■ EXERCISE GOAL:
Quote the lines of the records from the one containing "Should you be willing to segment every instance of the upright" through the one containing "245L369 308L476 553L802", including both of those lines.

■ DATA IN THIS EXERCISE:
**********

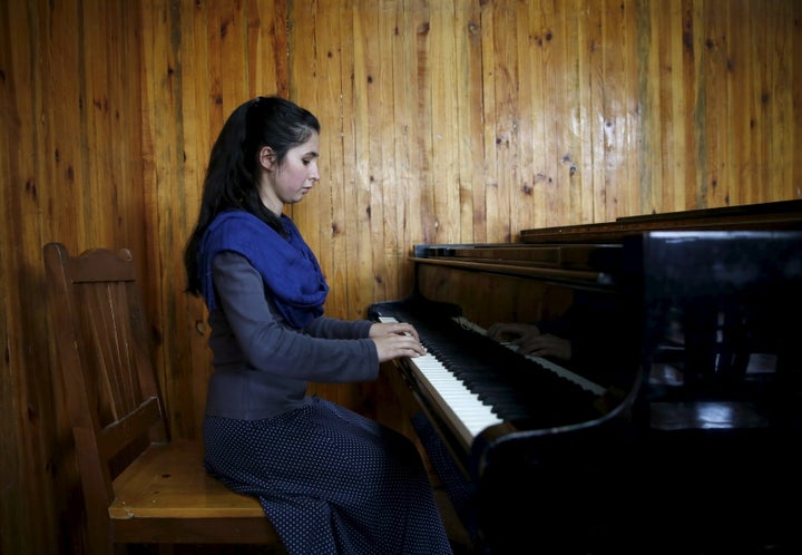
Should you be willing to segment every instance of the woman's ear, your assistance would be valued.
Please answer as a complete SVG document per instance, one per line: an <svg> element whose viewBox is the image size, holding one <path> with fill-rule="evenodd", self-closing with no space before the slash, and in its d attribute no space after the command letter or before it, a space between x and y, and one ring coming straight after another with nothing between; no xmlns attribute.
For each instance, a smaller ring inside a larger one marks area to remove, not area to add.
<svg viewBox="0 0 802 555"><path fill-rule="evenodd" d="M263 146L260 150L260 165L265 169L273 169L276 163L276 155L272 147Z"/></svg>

**********

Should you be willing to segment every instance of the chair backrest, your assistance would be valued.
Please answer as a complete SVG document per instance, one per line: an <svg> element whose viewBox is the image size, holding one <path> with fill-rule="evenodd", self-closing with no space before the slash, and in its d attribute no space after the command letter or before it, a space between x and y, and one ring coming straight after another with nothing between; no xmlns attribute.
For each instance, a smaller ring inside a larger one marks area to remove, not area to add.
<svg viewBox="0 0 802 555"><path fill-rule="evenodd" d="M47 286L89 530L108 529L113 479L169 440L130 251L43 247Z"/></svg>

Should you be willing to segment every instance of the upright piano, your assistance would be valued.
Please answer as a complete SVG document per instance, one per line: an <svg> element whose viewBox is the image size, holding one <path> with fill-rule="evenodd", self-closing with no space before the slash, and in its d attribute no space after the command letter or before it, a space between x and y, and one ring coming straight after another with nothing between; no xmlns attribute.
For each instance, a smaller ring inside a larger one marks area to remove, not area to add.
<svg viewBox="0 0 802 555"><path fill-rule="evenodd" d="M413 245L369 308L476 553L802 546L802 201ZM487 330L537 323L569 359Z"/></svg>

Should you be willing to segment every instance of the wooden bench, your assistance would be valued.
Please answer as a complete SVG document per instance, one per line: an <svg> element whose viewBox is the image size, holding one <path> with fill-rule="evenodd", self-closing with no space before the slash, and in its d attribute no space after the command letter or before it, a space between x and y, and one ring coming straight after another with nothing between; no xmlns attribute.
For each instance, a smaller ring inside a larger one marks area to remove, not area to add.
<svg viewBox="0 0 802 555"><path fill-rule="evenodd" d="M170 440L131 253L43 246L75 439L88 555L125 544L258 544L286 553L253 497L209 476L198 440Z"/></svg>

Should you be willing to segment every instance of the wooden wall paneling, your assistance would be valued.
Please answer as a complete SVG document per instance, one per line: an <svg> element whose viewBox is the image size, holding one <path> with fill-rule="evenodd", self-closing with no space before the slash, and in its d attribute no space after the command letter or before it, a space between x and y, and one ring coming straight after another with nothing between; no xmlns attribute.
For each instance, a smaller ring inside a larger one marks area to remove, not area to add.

**********

■ REPLY:
Should you be willing to segment every instance of the upright piano, your assistance would be valued.
Please answer as a complete SVG document per instance, one per line: an <svg> element whose viewBox is the image size, holding one <path> with fill-rule="evenodd", self-closing with no space before the slash, and in its d attribute no space after the command letter or before it, a space between x and y, and one ring coming straight after another with nothing between; no xmlns attribute.
For each instance, a smaller ring inside a larger one marks area to remove, not area to add.
<svg viewBox="0 0 802 555"><path fill-rule="evenodd" d="M413 245L369 308L476 553L802 546L802 201ZM487 330L537 323L569 359Z"/></svg>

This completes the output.